_Direction_
Transcribe each of the rows below line by line, keeping every character unchanged.

++++++

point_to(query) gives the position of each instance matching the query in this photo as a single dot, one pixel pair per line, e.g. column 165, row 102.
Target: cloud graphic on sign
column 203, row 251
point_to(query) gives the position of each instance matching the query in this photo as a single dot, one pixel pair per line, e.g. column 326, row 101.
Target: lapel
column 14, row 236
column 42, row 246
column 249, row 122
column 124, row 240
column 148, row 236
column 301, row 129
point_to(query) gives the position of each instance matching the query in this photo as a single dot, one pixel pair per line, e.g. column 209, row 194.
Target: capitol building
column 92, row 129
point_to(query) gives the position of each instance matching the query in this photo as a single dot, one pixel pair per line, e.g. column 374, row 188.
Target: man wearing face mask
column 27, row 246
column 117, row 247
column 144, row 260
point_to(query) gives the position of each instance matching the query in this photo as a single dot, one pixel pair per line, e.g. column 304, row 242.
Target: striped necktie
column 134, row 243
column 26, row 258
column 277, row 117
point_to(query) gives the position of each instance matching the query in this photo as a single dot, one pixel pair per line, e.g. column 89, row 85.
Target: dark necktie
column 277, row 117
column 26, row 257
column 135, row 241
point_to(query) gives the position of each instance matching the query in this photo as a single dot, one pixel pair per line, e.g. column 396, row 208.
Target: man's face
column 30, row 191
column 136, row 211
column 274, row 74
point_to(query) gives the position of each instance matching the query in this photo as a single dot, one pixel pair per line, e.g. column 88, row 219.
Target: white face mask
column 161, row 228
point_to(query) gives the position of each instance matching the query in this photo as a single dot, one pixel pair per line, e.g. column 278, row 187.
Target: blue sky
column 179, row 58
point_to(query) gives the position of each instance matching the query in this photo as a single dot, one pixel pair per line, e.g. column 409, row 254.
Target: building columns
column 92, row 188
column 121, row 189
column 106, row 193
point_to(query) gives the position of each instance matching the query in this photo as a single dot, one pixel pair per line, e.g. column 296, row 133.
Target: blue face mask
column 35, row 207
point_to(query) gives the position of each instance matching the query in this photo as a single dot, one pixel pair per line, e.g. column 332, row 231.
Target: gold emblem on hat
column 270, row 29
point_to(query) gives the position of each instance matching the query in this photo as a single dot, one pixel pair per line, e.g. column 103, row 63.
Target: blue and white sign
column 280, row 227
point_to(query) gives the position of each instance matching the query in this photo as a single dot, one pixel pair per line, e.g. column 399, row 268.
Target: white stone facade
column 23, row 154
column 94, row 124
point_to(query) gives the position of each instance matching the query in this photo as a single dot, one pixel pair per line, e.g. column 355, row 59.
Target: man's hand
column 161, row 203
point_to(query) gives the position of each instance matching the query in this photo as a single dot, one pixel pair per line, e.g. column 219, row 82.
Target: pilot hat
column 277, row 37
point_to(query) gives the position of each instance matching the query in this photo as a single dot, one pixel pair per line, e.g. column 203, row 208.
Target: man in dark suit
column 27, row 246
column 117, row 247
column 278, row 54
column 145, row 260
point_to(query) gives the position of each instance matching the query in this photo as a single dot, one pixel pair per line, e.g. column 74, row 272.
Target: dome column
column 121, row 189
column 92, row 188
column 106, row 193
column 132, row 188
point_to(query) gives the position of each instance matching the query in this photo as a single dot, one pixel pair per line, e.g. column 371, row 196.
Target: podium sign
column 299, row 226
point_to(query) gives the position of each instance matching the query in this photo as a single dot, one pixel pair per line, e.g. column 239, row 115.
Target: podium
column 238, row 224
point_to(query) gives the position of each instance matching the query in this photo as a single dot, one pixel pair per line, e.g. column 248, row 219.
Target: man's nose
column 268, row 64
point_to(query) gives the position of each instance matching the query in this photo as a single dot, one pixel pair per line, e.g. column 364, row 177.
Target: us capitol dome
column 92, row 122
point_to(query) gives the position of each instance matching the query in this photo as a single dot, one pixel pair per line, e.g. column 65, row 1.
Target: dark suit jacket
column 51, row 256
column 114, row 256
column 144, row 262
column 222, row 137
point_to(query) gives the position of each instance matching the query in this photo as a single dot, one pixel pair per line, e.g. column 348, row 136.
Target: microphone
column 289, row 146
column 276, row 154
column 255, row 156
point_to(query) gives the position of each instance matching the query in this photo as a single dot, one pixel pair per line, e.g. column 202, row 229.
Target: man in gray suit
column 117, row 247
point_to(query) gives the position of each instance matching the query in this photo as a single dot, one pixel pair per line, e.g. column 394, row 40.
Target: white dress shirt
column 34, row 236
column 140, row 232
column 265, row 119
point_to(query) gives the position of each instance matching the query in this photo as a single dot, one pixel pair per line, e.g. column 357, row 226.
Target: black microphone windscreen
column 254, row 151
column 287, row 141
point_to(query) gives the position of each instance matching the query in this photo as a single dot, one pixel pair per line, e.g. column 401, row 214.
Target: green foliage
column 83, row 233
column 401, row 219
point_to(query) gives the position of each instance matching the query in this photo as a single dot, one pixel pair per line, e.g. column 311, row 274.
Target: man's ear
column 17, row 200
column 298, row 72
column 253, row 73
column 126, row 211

++++++

_Exercise output_
point_to(query) gives the position of each instance matching the query in this photo as a single dot, one pixel pair per line, e.g. column 165, row 102.
Target: cloud graphic on sign
column 203, row 251
point_to(query) gives the position of each instance matching the query in this photo as a single dot, one pixel pair per line, e.g. column 326, row 101.
Target: lapel
column 14, row 236
column 42, row 246
column 249, row 122
column 124, row 240
column 148, row 236
column 301, row 129
point_to(query) gives the position of each instance matching the query in this photo as a single dot, one pixel pair per line, e.g. column 209, row 194.
Target: capitol building
column 92, row 129
point_to(query) gives the position of each instance matching the query in this photo as a single dot, one pixel pair per line, e.g. column 374, row 188.
Target: man wearing face mask
column 27, row 246
column 117, row 247
column 144, row 260
point_to(query) gives the position of each instance matching the query in this photo as a single dot, one pixel pair per line, e.g. column 304, row 242.
Target: striped necktie
column 134, row 243
column 26, row 258
column 277, row 117
point_to(query) gives the position of each instance matching the query in this photo as a single dot, one pixel pair per line, e.g. column 89, row 85.
Target: dark necktie
column 277, row 117
column 26, row 257
column 135, row 241
point_to(query) gives the position of each instance matching the query in this photo as a single dot, one pixel pair per line, e.g. column 396, row 208.
Target: man's face
column 30, row 191
column 136, row 211
column 274, row 74
point_to(query) gives the position of each instance matching the query in this photo as a single dot, one pixel pair per line, e.g. column 88, row 219.
Target: white face mask
column 161, row 228
point_to(query) gives the position of each instance matching the query in this photo as a single dot, one pixel pair per line, e.g. column 278, row 187.
Target: blue sky
column 179, row 58
point_to(query) gives the position of each instance matching the query in this photo as a single dot, one pixel pair per line, e.g. column 409, row 254.
Target: building columns
column 92, row 188
column 121, row 189
column 106, row 193
point_to(query) gives the position of each instance matching the query in this photo as a single dot, one pixel pair per line, e.g. column 296, row 133.
Target: blue face mask
column 35, row 207
point_to(query) gives the position of each instance matching the query in this photo as a single dot, one pixel pair per line, e.g. column 332, row 231.
Target: gold emblem on hat
column 270, row 29
point_to(query) gives the position of each instance matching the query in this photo as a single dot, one pixel pair per line, e.g. column 103, row 63.
Target: blue and white sign
column 280, row 227
point_to(query) gives the position of each instance matching the query in this photo as a single dot, one pixel pair per line, e.g. column 399, row 268.
Target: white stone facade
column 23, row 154
column 94, row 124
point_to(query) gives the position of each instance matching the query in this photo as a single dot, one pixel pair per line, e.g. column 355, row 59.
Target: man's hand
column 161, row 203
point_to(query) gives the position of each instance matching the query in this photo as a single dot, one pixel pair per line, e.g. column 219, row 82.
Target: pilot hat
column 277, row 37
point_to(query) gives the position of each instance matching the query in this photo as a single dot, one pixel pair per line, e.g. column 203, row 208.
Target: man in dark suit
column 27, row 246
column 117, row 247
column 278, row 54
column 145, row 260
point_to(query) gives the position of each instance matching the query in this photo as a single dot, one pixel pair per line, e.g. column 74, row 272.
Target: dome column
column 121, row 189
column 92, row 188
column 106, row 193
column 132, row 188
point_to(query) gives the position of each instance matching the query in this photo as a single dot, one pixel pair per line, e.g. column 371, row 196.
Target: podium sign
column 299, row 226
point_to(query) gives the position of each instance matching the query in this photo as a single dot, one pixel pair per line, e.g. column 239, row 115.
Target: podium
column 238, row 224
point_to(query) gives the position of each instance matching the query in this photo as a single dot, one pixel pair per line, e.g. column 248, row 219.
Target: man's nose
column 268, row 64
point_to(query) gives the position of each instance matching the query in this photo as a single dot, one pixel pair per line, e.g. column 364, row 177.
Target: us capitol dome
column 92, row 122
point_to(query) gives the position of each instance matching the query in this photo as a single dot, one pixel pair per line, e.g. column 65, row 1.
Target: dark suit jacket
column 51, row 256
column 114, row 256
column 144, row 262
column 222, row 137
point_to(query) gives the position of each instance matching the query in this photo as a single dot, one pixel pair per line, e.g. column 348, row 136.
Target: microphone
column 289, row 146
column 276, row 154
column 255, row 156
point_to(query) gives the position of each instance matching the query in this photo as a single dot, one pixel pair per line, e.g. column 202, row 229.
Target: man in gray suit
column 117, row 247
point_to(query) gives the position of each instance matching the query in this photo as a single dot, one pixel pair per line, e.g. column 394, row 40.
Target: white dress shirt
column 34, row 236
column 140, row 232
column 265, row 119
point_to(query) gives the position of each instance matching the query in this photo as a single dot, one pixel pair per line, e.g. column 357, row 226.
Target: black microphone windscreen
column 254, row 151
column 287, row 141
point_to(query) gives the position of each instance matching the query in this photo as a single dot, one pixel pair per line, e.g. column 401, row 214.
Target: green foliage
column 83, row 233
column 401, row 219
point_to(query) gives the position of each instance matching the query in this photo as a single dot, one pixel pair per line, e.g. column 311, row 274.
Target: man's ear
column 17, row 200
column 298, row 72
column 253, row 73
column 126, row 211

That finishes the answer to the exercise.